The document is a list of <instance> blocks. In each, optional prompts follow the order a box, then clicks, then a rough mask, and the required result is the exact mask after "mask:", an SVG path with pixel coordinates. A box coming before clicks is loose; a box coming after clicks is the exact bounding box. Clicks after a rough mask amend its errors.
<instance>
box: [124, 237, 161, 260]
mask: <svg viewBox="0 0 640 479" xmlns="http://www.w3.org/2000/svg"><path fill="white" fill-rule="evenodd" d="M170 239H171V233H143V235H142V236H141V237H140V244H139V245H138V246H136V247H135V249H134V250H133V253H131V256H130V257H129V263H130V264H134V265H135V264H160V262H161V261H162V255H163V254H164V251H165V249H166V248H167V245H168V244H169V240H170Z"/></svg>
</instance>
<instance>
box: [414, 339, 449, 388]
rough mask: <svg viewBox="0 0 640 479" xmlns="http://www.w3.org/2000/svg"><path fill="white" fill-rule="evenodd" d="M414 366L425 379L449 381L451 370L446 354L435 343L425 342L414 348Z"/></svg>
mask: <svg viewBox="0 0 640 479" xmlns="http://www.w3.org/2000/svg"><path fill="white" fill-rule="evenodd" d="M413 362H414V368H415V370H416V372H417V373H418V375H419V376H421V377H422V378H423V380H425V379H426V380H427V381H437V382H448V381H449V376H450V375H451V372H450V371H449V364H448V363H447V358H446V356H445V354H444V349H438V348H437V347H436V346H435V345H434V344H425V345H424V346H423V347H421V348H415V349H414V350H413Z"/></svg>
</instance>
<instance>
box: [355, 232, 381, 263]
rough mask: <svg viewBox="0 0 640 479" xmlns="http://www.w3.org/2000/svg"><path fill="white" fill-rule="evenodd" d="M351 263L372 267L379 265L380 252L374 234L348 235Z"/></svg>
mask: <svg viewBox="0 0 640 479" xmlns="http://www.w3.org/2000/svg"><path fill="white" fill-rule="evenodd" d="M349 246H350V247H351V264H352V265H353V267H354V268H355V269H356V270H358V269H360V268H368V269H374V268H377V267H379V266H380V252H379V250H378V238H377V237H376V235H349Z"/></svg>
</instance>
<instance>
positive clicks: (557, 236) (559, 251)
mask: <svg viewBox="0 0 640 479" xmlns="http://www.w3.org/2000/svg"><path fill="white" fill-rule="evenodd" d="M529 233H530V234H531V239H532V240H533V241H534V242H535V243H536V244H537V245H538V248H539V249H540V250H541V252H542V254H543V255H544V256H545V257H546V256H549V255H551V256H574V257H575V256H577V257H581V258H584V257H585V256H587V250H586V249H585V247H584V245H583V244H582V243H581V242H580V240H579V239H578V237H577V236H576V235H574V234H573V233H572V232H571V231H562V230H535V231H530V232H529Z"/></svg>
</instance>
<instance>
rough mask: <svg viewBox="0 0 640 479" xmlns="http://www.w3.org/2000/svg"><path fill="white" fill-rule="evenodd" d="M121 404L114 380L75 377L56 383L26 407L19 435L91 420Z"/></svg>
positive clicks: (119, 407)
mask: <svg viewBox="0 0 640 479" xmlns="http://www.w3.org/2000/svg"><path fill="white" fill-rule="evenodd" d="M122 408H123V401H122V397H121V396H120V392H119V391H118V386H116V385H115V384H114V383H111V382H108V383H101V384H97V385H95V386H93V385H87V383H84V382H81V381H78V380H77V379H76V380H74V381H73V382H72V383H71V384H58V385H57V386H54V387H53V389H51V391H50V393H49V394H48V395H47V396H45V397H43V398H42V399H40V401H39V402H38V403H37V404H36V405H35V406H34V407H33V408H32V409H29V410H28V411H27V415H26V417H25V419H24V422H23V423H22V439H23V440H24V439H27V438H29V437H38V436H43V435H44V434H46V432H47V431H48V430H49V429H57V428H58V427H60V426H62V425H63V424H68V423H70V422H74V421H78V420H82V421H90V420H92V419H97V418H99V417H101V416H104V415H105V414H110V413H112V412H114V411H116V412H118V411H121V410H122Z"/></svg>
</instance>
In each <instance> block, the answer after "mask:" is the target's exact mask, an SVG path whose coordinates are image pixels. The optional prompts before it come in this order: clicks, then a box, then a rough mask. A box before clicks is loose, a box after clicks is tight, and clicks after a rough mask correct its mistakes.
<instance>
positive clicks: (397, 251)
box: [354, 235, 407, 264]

Task objective:
Once you have read the records above, output each of them verbatim.

Exercise output:
The document is a list of <instance> blocks. In each, optional prompts follow the order a box, then clicks, then a rough mask, and the required result is the exact mask after "mask:", an SVG path with pixel coordinates. A box coming before clicks is loose; a box coming after clicks is the exact bounding box. Clicks after a rough mask amend its errors.
<instance>
box: [124, 237, 161, 260]
mask: <svg viewBox="0 0 640 479" xmlns="http://www.w3.org/2000/svg"><path fill="white" fill-rule="evenodd" d="M170 239H171V233H143V235H142V236H141V237H140V244H139V245H138V246H136V247H135V249H134V250H133V253H131V256H130V257H129V263H130V264H134V265H135V264H160V262H161V261H162V255H163V254H164V251H165V249H166V248H167V245H168V244H169V240H170Z"/></svg>
</instance>
<instance>
box: [414, 339, 449, 388]
rough mask: <svg viewBox="0 0 640 479" xmlns="http://www.w3.org/2000/svg"><path fill="white" fill-rule="evenodd" d="M414 366L425 379L449 381L451 370L446 354L435 343L425 342L414 348Z"/></svg>
mask: <svg viewBox="0 0 640 479" xmlns="http://www.w3.org/2000/svg"><path fill="white" fill-rule="evenodd" d="M413 362H414V368H415V370H416V372H417V373H418V375H419V376H421V377H422V378H423V380H425V379H426V380H427V381H437V382H448V381H449V376H450V375H451V372H450V371H449V364H448V363H447V358H446V356H445V354H444V349H438V348H437V347H436V346H435V345H434V344H425V345H424V346H423V347H421V348H415V349H414V350H413Z"/></svg>
</instance>
<instance>
box: [355, 232, 381, 263]
rough mask: <svg viewBox="0 0 640 479" xmlns="http://www.w3.org/2000/svg"><path fill="white" fill-rule="evenodd" d="M351 263L372 267L379 265L380 252L374 234L348 235Z"/></svg>
mask: <svg viewBox="0 0 640 479" xmlns="http://www.w3.org/2000/svg"><path fill="white" fill-rule="evenodd" d="M349 246H350V247H351V264H352V265H353V267H354V268H355V269H356V270H358V269H360V268H368V269H374V268H377V267H379V266H380V252H379V250H378V238H377V237H376V235H349Z"/></svg>
</instance>
<instance>
positive clicks: (557, 236) (559, 251)
mask: <svg viewBox="0 0 640 479" xmlns="http://www.w3.org/2000/svg"><path fill="white" fill-rule="evenodd" d="M529 233H530V234H531V239H532V240H533V241H534V242H535V243H536V244H537V245H538V248H539V249H540V250H541V252H542V254H543V255H544V256H545V257H546V256H549V255H551V256H574V257H575V256H577V257H581V258H584V257H585V256H587V250H586V249H585V247H584V245H583V244H582V243H581V242H580V240H579V239H578V237H577V236H576V235H574V234H573V233H572V232H571V231H562V230H535V231H530V232H529Z"/></svg>
</instance>
<instance>
rough mask: <svg viewBox="0 0 640 479" xmlns="http://www.w3.org/2000/svg"><path fill="white" fill-rule="evenodd" d="M121 404L114 380L75 377L56 383L26 407L19 435L91 420Z"/></svg>
positive clicks: (119, 407)
mask: <svg viewBox="0 0 640 479" xmlns="http://www.w3.org/2000/svg"><path fill="white" fill-rule="evenodd" d="M122 408H123V401H122V397H121V396H120V392H119V391H118V386H116V385H115V384H114V383H111V382H108V383H101V384H97V385H95V386H93V385H87V383H84V382H81V381H78V380H77V379H76V380H74V381H73V382H72V383H71V384H58V385H57V386H54V387H53V389H51V391H50V393H49V394H48V395H47V396H45V397H43V398H42V399H40V401H39V402H38V403H37V404H36V405H35V406H34V407H33V408H32V409H29V410H28V411H27V415H26V417H25V419H24V422H23V423H22V439H23V440H24V439H27V438H29V437H38V436H43V435H44V434H46V432H47V431H48V430H49V429H57V428H58V427H60V426H62V425H63V424H68V423H70V422H74V421H78V420H82V421H90V420H92V419H97V418H99V417H101V416H104V415H105V414H110V413H112V412H114V411H116V412H118V411H121V410H122Z"/></svg>
</instance>
In each <instance> block, the answer after "mask:" is the target's exact mask, an SVG path whose coordinates are image pixels. The optional prompts before it come in this order: clicks, then a box, then a rough mask. A box before clicks is loose, a box after clicks is tight, and clicks after a rough mask correct its mistakes.
<instance>
positive clicks: (397, 251)
box: [354, 235, 407, 264]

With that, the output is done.